* **THE EXERCISE**:
Collect every line from the items below that contains the word "handle", and copy each one unchanged.

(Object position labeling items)
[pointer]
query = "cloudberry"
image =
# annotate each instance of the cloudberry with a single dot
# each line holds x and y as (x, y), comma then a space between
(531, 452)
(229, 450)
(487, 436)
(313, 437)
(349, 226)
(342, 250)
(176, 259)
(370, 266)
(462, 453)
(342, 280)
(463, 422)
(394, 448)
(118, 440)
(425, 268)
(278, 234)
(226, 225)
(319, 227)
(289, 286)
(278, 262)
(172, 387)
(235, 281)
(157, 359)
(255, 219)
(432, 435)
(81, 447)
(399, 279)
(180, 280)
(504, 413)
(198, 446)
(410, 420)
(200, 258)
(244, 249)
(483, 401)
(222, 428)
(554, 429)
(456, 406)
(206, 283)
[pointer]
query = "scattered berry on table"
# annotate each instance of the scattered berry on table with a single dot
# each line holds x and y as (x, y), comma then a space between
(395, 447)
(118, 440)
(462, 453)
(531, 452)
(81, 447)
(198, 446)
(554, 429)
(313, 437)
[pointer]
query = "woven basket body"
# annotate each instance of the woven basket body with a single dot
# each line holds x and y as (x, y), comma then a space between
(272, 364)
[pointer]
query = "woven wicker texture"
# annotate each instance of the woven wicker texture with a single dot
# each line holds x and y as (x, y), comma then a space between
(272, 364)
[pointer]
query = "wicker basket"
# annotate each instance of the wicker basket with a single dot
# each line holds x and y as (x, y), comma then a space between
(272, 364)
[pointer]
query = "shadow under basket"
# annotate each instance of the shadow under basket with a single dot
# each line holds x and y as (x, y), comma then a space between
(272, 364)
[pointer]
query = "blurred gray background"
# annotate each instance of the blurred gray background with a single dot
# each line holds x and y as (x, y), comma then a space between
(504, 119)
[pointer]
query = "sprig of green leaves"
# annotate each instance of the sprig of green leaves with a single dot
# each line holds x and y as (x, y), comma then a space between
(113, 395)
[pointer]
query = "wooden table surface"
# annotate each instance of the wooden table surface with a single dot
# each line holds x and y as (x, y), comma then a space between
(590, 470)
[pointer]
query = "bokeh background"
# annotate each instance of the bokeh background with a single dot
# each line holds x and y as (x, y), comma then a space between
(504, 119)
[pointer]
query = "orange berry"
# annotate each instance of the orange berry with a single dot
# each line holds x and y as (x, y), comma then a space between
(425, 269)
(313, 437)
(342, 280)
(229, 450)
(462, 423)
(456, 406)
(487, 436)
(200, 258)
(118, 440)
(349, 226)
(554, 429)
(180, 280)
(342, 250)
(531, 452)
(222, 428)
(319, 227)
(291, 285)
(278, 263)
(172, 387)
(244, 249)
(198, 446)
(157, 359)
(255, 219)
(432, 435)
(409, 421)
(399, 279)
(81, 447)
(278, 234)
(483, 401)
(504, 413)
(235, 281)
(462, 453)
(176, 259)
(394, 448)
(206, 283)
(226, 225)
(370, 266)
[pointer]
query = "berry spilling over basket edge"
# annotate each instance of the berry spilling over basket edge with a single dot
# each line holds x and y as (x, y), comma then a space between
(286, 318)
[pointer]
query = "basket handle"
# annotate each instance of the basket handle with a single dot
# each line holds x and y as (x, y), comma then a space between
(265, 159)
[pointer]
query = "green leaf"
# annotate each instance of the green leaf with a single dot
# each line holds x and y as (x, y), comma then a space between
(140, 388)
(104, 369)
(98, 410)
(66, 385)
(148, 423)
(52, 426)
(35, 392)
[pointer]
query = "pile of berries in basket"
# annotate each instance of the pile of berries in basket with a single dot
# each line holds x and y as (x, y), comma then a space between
---
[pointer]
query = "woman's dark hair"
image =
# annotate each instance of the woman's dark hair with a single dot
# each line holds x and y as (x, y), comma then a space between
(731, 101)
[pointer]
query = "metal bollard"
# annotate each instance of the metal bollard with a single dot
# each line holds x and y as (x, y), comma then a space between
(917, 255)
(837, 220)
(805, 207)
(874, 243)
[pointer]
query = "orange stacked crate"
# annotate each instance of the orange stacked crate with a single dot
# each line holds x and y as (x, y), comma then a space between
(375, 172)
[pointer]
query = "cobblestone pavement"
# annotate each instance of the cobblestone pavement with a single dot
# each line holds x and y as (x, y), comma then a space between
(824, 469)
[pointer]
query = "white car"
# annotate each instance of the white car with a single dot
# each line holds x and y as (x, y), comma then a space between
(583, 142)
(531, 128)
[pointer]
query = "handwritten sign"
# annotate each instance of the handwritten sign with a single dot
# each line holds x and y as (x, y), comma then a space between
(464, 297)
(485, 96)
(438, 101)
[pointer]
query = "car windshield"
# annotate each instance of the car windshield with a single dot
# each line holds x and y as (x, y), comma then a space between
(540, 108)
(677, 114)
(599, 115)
==
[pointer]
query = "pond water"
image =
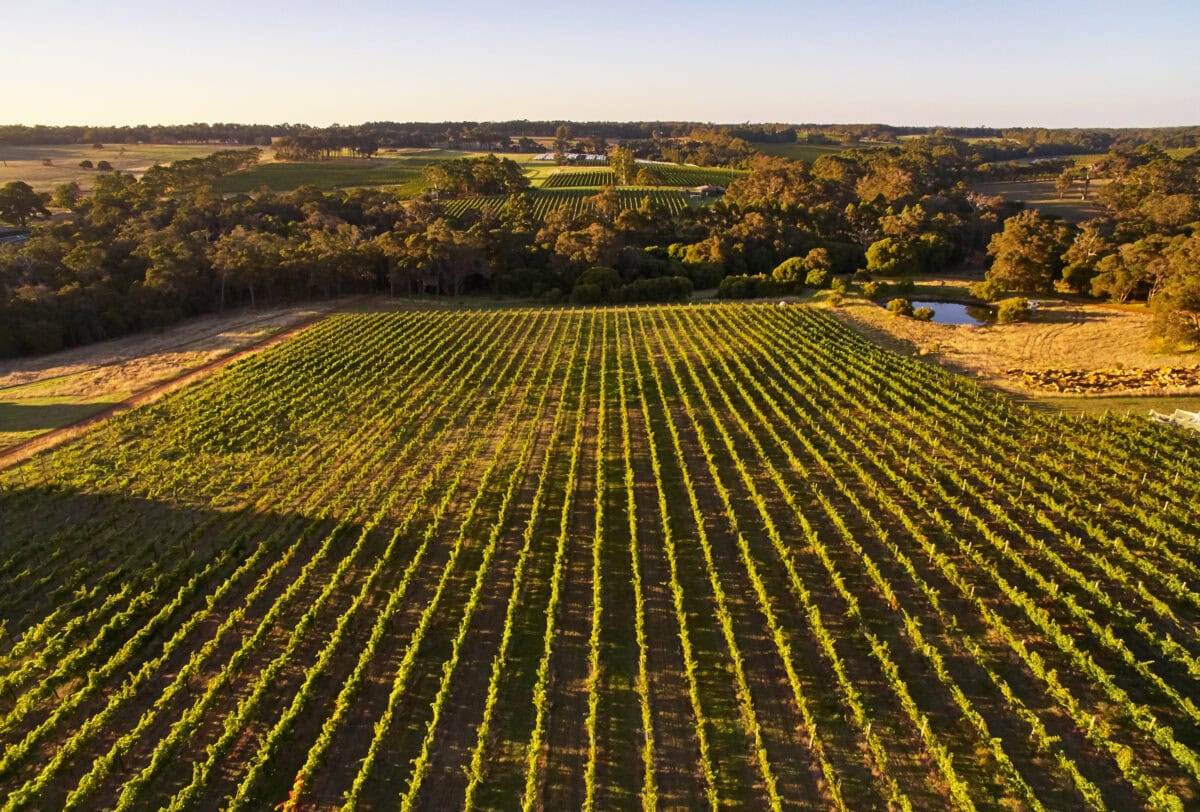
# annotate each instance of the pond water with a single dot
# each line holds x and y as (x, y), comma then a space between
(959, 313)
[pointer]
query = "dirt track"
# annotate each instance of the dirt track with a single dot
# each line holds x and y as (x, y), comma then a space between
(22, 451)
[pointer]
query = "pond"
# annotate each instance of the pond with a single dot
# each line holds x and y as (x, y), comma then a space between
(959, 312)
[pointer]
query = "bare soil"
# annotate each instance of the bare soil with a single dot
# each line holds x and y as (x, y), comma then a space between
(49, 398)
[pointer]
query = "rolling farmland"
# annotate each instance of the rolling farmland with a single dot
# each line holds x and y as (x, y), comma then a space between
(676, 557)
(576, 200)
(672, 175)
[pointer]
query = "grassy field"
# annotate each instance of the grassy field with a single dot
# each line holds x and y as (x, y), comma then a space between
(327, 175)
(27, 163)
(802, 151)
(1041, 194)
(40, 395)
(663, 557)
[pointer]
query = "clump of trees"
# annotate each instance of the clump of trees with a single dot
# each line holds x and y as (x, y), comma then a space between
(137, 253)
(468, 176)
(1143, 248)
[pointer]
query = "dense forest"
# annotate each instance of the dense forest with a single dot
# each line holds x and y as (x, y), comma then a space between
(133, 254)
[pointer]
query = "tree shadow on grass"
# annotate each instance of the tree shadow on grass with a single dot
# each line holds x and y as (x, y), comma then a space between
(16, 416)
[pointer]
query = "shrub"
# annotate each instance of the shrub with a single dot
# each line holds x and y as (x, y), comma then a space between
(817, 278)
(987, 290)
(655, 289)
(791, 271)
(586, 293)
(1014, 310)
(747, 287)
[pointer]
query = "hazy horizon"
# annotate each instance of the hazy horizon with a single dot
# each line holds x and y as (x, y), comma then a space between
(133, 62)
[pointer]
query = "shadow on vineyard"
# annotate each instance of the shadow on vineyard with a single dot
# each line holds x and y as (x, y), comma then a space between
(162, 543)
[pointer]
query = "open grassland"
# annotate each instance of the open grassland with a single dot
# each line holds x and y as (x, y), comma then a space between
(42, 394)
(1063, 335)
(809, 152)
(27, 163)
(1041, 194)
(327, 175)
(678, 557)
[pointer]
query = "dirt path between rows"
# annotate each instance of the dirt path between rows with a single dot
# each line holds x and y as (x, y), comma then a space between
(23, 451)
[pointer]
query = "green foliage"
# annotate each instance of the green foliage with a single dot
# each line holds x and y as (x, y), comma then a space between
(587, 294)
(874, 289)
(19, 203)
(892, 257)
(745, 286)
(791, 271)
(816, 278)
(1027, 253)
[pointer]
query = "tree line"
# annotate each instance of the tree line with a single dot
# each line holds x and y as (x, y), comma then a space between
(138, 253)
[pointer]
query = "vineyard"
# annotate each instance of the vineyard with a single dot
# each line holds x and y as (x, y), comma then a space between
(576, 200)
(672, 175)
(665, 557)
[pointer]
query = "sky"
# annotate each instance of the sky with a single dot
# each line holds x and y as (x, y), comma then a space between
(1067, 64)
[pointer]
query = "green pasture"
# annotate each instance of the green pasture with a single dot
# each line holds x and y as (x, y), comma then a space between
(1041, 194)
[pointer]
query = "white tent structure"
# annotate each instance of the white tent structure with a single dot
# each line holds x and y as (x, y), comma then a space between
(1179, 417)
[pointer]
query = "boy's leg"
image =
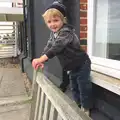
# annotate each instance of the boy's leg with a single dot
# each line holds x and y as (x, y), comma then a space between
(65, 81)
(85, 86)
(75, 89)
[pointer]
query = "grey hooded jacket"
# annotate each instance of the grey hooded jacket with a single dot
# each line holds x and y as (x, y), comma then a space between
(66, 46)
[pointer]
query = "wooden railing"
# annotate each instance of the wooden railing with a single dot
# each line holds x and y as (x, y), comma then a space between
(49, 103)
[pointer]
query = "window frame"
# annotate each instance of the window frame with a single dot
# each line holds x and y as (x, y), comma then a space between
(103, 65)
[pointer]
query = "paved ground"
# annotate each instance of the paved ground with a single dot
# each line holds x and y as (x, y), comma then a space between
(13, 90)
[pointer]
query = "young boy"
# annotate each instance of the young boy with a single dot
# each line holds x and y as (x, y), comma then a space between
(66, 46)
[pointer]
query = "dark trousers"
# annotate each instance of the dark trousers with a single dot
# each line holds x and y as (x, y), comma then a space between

* **SOLUTION FOR THIS TASK**:
query = "basket handle"
# annotate each instance of the basket handle with a single dot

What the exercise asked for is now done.